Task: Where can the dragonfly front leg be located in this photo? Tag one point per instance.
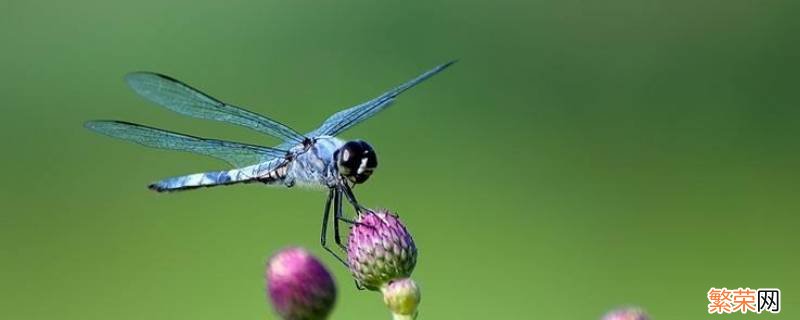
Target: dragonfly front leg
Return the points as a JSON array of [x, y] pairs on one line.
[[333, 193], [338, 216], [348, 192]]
---
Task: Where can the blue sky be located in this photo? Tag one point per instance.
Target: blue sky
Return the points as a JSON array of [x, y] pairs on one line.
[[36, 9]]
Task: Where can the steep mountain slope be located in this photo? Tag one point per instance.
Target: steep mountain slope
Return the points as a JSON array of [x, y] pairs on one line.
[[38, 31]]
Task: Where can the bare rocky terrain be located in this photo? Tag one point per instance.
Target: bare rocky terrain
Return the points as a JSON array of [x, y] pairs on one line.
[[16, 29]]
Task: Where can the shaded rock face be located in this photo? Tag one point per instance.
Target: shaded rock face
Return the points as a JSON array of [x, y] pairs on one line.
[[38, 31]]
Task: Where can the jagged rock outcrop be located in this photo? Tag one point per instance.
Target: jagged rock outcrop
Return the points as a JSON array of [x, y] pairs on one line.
* * *
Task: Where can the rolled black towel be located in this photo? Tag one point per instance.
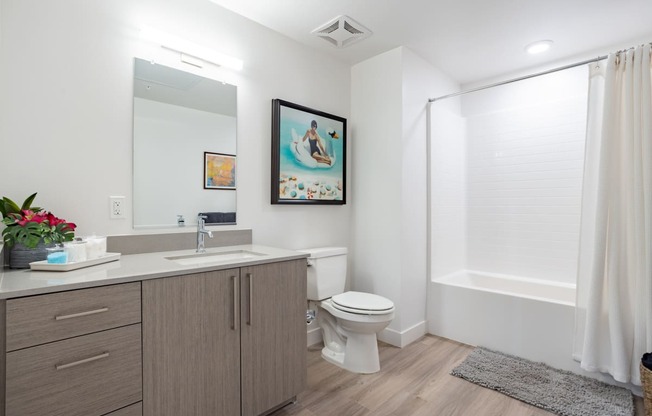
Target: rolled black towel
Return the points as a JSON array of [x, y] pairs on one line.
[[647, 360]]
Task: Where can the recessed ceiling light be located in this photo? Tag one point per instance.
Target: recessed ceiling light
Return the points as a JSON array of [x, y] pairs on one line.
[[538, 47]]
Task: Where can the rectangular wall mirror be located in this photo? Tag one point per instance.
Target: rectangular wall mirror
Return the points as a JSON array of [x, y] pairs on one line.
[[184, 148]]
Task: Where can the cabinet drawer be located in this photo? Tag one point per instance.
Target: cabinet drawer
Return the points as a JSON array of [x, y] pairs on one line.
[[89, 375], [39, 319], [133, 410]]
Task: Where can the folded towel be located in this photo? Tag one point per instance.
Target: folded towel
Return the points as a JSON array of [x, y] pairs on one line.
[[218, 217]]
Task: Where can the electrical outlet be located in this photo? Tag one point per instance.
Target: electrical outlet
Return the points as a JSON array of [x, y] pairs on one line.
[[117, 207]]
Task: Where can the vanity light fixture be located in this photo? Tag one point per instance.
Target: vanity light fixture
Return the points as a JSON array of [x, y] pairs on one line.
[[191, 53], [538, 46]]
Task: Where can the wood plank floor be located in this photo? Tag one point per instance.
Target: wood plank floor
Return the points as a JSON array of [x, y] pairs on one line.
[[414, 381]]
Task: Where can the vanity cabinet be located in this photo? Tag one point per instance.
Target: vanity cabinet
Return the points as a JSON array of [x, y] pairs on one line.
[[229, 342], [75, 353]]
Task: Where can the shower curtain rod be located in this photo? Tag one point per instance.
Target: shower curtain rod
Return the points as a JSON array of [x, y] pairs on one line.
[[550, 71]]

**EXERCISE DESCRIPTION**.
Wherever the string "jagged" occurs in the entries, copy that whole line.

**COMPLETED EXERCISE**.
Task: Where can the jagged rock outcrop be located in this photo? Tag one point per instance.
Target: jagged rock outcrop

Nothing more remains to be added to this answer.